Your instructions:
Output, word for word, every line from the line with "Where can you see the black eye" through the final line of the data below.

Exercise material:
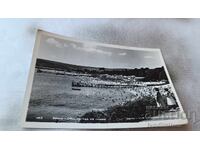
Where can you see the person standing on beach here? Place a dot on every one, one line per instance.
(160, 99)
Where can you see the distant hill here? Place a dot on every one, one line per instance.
(155, 74)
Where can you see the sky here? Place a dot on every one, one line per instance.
(94, 55)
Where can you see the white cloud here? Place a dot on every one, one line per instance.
(54, 42)
(122, 54)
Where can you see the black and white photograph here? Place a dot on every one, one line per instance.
(73, 83)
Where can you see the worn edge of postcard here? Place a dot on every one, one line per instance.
(145, 124)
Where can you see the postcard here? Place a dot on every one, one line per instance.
(78, 84)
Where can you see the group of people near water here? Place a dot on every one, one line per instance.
(167, 100)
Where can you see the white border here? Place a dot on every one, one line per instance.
(142, 124)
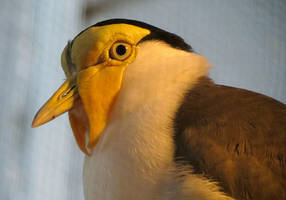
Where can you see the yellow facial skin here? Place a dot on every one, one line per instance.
(89, 92)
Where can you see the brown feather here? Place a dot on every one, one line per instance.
(235, 137)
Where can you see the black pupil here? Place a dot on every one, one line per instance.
(121, 49)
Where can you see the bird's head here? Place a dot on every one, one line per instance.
(94, 63)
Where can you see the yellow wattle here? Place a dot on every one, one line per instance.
(98, 87)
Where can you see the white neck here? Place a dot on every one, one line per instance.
(134, 156)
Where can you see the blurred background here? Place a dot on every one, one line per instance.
(244, 40)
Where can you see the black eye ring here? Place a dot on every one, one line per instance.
(120, 51)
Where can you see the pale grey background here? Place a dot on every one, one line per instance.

Written response:
Where can you see the black eye ring here? Place a dot on every one, one line per instance.
(120, 51)
Where can you see the pale grey background here? Place a dot on every one, one line per instance.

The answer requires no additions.